__What this task involves__: Reproduce every one of the records below word for word, without changing anything.

### Available data ###

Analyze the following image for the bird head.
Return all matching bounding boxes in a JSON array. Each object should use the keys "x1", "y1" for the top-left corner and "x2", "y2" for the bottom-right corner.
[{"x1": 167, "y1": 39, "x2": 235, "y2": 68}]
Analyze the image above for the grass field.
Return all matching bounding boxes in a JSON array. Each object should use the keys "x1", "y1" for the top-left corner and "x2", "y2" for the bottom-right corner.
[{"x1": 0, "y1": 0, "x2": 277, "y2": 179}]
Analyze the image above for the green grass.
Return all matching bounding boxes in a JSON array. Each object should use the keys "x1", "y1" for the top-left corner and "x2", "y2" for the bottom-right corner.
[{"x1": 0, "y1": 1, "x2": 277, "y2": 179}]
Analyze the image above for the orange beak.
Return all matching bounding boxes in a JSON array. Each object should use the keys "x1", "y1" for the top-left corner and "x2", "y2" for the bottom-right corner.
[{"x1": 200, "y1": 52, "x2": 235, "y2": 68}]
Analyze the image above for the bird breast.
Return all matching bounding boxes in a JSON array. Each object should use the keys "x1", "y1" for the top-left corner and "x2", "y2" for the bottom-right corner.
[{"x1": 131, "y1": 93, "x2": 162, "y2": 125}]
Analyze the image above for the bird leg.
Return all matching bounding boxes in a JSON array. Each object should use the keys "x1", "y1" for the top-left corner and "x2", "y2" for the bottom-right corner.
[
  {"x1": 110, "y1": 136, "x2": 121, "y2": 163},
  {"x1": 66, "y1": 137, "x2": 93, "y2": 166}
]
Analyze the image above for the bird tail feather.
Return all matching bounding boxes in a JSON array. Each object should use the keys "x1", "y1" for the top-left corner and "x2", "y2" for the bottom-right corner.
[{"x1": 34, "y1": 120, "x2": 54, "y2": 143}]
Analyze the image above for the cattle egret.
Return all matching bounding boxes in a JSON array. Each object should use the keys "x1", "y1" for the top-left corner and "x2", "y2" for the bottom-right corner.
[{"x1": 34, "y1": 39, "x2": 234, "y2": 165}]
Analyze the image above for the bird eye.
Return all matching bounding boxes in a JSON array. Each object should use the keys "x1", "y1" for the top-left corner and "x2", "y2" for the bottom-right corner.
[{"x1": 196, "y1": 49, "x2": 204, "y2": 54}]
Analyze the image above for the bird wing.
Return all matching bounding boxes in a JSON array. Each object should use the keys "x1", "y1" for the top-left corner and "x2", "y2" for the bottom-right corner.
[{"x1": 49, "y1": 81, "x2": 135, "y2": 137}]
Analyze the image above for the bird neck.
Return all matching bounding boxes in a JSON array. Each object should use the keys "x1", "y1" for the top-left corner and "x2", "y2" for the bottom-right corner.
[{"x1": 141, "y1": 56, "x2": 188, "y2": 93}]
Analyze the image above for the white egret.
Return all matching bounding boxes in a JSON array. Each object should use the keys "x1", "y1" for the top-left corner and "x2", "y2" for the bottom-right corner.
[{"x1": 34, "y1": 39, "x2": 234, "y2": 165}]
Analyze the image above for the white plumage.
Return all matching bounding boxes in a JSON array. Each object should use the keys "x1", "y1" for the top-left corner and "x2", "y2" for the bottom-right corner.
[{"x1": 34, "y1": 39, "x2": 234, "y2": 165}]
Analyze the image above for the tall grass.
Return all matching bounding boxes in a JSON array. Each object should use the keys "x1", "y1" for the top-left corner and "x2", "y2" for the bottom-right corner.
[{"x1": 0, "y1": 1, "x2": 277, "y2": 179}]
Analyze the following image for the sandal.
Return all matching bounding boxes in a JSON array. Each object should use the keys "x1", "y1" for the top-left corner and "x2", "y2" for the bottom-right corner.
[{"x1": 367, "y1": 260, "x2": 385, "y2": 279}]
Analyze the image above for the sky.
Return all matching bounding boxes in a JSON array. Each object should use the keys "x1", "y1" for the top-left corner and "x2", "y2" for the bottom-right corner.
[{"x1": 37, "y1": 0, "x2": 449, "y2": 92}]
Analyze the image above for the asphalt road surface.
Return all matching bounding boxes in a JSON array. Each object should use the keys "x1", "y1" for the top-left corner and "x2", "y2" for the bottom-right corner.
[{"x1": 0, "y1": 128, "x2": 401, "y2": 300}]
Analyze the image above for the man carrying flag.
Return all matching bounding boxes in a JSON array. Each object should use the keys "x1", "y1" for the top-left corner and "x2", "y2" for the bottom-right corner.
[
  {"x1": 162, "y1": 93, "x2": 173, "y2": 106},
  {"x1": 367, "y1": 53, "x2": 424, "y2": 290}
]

###

__Answer to this task__:
Analyze the following image for the bird head.
Return all matching bounding boxes in a JSON array. Each object should use the keys "x1", "y1" for the top-left corner and "x2", "y2" for the bottom-right corner.
[{"x1": 167, "y1": 39, "x2": 235, "y2": 68}]
Analyze the image above for the grass field.
Return all matching bounding boxes in a JSON array. Each object should use the keys "x1", "y1" for the top-left corner and "x2", "y2" for the bottom-right corner.
[{"x1": 0, "y1": 0, "x2": 277, "y2": 179}]
Analyze the image above for the green grass.
Return all matching bounding boxes in a JSON array. Each object should use the keys "x1", "y1" for the top-left corner and "x2", "y2" for the bottom-right corner.
[{"x1": 0, "y1": 1, "x2": 277, "y2": 179}]
Analyze the image above for the orange beak.
Return all matching bounding boxes in a JSON array. Each object should use the keys "x1", "y1" for the top-left corner and "x2", "y2" for the bottom-right corner.
[{"x1": 200, "y1": 52, "x2": 235, "y2": 68}]
Analyze the image above for the bird breast.
Return all matching bounding boxes in a JSON array. Each object should use the keys "x1", "y1" for the top-left corner and "x2", "y2" for the bottom-right corner.
[{"x1": 131, "y1": 93, "x2": 162, "y2": 125}]
Analyze the image above for the bird leg.
Return all matching bounding boxes in a JSON array. Each object should use the keys "x1", "y1" for the top-left corner and "x2", "y2" for the bottom-right corner.
[
  {"x1": 110, "y1": 136, "x2": 121, "y2": 163},
  {"x1": 66, "y1": 137, "x2": 93, "y2": 166}
]
Analyze the image above for the bird tail feather.
Return all matching bounding boxes in a JSON array. Each object should use the keys "x1", "y1" for the top-left corner and "x2", "y2" for the bottom-right corner.
[{"x1": 34, "y1": 120, "x2": 54, "y2": 143}]
Analyze the image above for the cattle egret.
Return all matching bounding boxes in a JSON array. Each object should use the keys "x1", "y1" for the top-left corner and "x2", "y2" for the bottom-right corner.
[{"x1": 34, "y1": 39, "x2": 234, "y2": 165}]
Analyze the image above for the bird eye.
Return all matching bounding boxes in a JSON array. Each object should use the keys "x1", "y1" for the top-left corner and "x2", "y2" for the bottom-right corner.
[{"x1": 196, "y1": 49, "x2": 204, "y2": 54}]
Analyze the image above for the bird wing.
Return all matching bounding boxes in a JSON array. Each object should use the keys "x1", "y1" for the top-left corner and "x2", "y2" for the bottom-right corner.
[{"x1": 49, "y1": 81, "x2": 135, "y2": 137}]
Analyze the image above for the bird neck.
Return all matching bounding boxes in a JSON array. Each object should use the keys "x1", "y1" for the top-left corner and "x2", "y2" for the bottom-right corner.
[{"x1": 141, "y1": 56, "x2": 188, "y2": 93}]
Analyze the image above for the white egret.
Return all matching bounding boxes in a JSON array. Each object should use the keys "x1", "y1" for the top-left corner and "x2", "y2" for the bottom-right corner.
[{"x1": 34, "y1": 39, "x2": 234, "y2": 165}]
Analyze the image above for the white plumage.
Return all matching bounding boxes in a JSON array. Each object should use the keys "x1", "y1" for the top-left corner and "x2", "y2" for the bottom-right corner.
[{"x1": 34, "y1": 39, "x2": 234, "y2": 165}]
Analyze the image above for the tall grass.
Return all matching bounding boxes in a JSON array. Each object should use the keys "x1", "y1" for the top-left corner and "x2", "y2" for the bottom-right corner.
[{"x1": 0, "y1": 1, "x2": 277, "y2": 179}]
Analyze the following image for the sandal.
Return all matching bounding boxes in a JSON array. Each object should use the keys "x1", "y1" for the top-left corner and "x2", "y2" for the bottom-right corner.
[{"x1": 367, "y1": 260, "x2": 385, "y2": 279}]
Analyze the image above for the sky.
Return all matching bounding boxes in a JSON array. Each object should use the keys "x1", "y1" for the top-left corner and "x2", "y2" for the bottom-right corner.
[{"x1": 37, "y1": 0, "x2": 449, "y2": 92}]
Analyze the image above for the asphalt road surface.
Return all matching bounding boxes in a JSON array. Each object should use the keys "x1", "y1" for the top-left corner and "x2", "y2" for the bottom-right corner.
[{"x1": 0, "y1": 128, "x2": 401, "y2": 300}]
Analyze the image above for the man carrying flag.
Return all matching bounding boxes in a JSON array. Each object should use the keys "x1", "y1" for the top-left corner and "x2", "y2" for the bottom-right corner.
[
  {"x1": 162, "y1": 93, "x2": 173, "y2": 106},
  {"x1": 367, "y1": 53, "x2": 424, "y2": 290}
]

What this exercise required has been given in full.